----- Records for this exercise -----

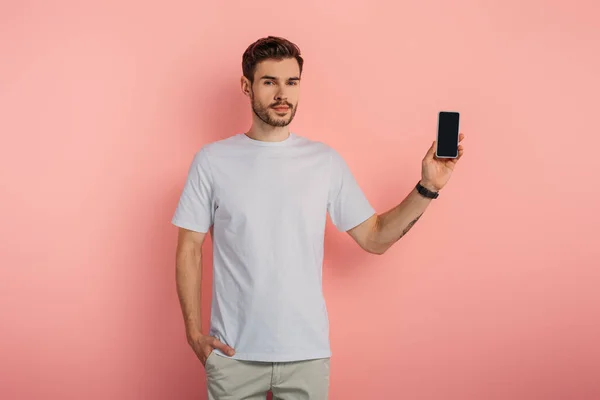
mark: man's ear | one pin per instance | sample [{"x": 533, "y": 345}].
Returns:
[{"x": 246, "y": 86}]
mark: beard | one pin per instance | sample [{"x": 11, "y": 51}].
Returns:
[{"x": 267, "y": 113}]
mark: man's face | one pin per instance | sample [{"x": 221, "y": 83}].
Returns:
[{"x": 275, "y": 91}]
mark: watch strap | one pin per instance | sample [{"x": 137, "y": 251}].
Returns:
[{"x": 423, "y": 191}]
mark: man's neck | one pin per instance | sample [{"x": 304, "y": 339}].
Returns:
[{"x": 268, "y": 133}]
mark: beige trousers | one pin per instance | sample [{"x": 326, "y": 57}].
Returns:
[{"x": 229, "y": 379}]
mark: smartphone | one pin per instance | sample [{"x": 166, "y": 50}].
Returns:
[{"x": 447, "y": 138}]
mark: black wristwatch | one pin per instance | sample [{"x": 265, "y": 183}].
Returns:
[{"x": 423, "y": 191}]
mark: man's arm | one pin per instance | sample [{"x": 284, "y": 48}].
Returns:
[
  {"x": 377, "y": 234},
  {"x": 380, "y": 232},
  {"x": 188, "y": 278}
]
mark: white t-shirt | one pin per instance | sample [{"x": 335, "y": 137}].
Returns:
[{"x": 267, "y": 203}]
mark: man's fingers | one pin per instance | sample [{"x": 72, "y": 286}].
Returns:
[
  {"x": 223, "y": 347},
  {"x": 431, "y": 151}
]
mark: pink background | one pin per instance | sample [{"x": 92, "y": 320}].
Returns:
[{"x": 494, "y": 294}]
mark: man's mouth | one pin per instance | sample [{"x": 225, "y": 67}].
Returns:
[{"x": 281, "y": 108}]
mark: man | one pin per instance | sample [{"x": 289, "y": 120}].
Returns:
[{"x": 264, "y": 196}]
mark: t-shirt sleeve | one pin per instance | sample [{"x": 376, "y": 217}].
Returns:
[
  {"x": 195, "y": 210},
  {"x": 347, "y": 205}
]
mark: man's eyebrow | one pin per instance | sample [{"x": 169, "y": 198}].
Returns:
[{"x": 294, "y": 78}]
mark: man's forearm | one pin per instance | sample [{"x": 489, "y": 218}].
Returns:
[
  {"x": 188, "y": 278},
  {"x": 395, "y": 223}
]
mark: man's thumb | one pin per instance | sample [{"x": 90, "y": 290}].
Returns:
[{"x": 223, "y": 347}]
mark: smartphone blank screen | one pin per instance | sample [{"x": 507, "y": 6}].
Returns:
[{"x": 447, "y": 140}]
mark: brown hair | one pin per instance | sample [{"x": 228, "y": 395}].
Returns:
[{"x": 271, "y": 47}]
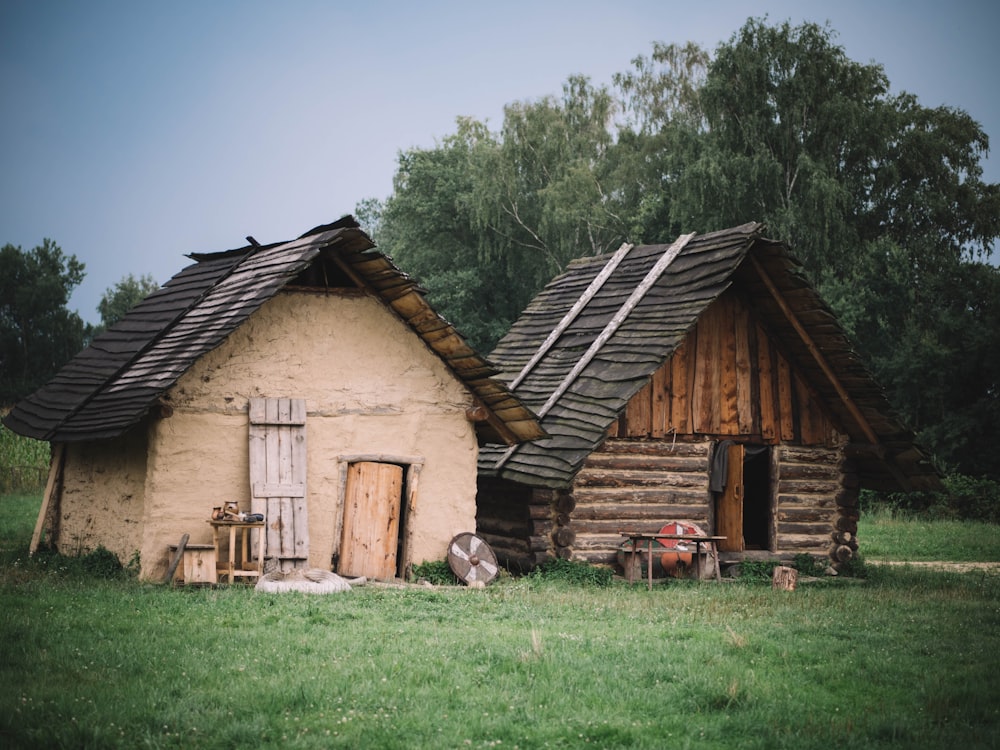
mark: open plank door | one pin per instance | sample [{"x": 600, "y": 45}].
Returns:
[
  {"x": 372, "y": 506},
  {"x": 729, "y": 506},
  {"x": 278, "y": 478}
]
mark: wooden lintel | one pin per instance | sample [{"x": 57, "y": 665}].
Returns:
[{"x": 816, "y": 353}]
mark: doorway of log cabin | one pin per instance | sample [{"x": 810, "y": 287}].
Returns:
[
  {"x": 373, "y": 531},
  {"x": 744, "y": 510}
]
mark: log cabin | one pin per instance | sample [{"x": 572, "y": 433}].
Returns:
[
  {"x": 702, "y": 381},
  {"x": 306, "y": 380}
]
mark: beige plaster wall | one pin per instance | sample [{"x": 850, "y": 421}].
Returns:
[
  {"x": 371, "y": 387},
  {"x": 101, "y": 503}
]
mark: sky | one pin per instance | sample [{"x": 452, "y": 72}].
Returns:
[{"x": 133, "y": 132}]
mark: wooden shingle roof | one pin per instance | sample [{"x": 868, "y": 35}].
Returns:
[
  {"x": 114, "y": 382},
  {"x": 596, "y": 334}
]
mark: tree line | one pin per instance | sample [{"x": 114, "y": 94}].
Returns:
[{"x": 880, "y": 198}]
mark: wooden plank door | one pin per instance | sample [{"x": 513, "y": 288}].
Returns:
[
  {"x": 372, "y": 504},
  {"x": 729, "y": 506},
  {"x": 278, "y": 478}
]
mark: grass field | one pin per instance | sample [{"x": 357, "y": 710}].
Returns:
[{"x": 901, "y": 658}]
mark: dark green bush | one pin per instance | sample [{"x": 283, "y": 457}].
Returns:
[
  {"x": 437, "y": 572},
  {"x": 570, "y": 571}
]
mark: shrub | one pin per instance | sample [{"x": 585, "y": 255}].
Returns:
[
  {"x": 570, "y": 571},
  {"x": 437, "y": 572}
]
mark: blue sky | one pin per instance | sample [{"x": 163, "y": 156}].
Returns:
[{"x": 135, "y": 132}]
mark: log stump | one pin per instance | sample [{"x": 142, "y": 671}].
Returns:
[{"x": 784, "y": 578}]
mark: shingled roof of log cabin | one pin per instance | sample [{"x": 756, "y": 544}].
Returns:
[
  {"x": 114, "y": 382},
  {"x": 561, "y": 367}
]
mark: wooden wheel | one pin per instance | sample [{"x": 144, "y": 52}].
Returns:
[{"x": 471, "y": 559}]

-----

» **What is expected**
Which lines contain "plank"? Copy each of them from the listing.

» **Your response**
mark: open plank door | one pin per instance | sample [{"x": 600, "y": 45}].
mark: wooden plank door | one pin per instance | sample [{"x": 513, "y": 288}].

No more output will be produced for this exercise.